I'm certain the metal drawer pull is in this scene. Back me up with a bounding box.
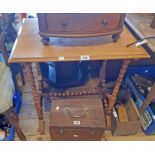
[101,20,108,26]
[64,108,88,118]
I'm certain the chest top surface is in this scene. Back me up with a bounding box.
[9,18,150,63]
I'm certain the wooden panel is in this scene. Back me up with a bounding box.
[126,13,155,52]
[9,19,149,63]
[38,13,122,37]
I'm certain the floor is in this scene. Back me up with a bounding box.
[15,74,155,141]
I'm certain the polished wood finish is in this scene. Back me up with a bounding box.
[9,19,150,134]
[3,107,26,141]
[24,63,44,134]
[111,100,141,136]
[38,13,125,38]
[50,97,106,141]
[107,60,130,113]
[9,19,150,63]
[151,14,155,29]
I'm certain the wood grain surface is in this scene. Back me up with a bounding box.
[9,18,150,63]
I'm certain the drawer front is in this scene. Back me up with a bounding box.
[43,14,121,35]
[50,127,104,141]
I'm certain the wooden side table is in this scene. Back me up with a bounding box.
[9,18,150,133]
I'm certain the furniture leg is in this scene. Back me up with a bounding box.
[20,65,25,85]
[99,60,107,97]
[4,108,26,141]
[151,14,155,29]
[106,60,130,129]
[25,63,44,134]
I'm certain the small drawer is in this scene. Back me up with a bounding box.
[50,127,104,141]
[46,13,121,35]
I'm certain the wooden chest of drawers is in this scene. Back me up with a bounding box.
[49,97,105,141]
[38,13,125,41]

* * *

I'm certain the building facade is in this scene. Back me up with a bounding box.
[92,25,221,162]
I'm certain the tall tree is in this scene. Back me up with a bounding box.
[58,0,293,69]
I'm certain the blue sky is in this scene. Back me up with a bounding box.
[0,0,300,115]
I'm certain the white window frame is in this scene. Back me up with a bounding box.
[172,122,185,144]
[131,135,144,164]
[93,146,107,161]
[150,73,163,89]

* _Directive_
Update the entries from the line with "I'm certain the drawer" to the line with "[9,18,150,133]" by changing "wooden side table" to "wooden nightstand", leaving everything else untouched. Return only those lines.

* _Result for this task_
I'm certain the drawer front is in this scene. Back me up with a bounding box.
[43,14,121,35]
[50,127,104,141]
I'm certain the wooden nightstand is in this scene. Back me up with a bounding box.
[9,18,150,133]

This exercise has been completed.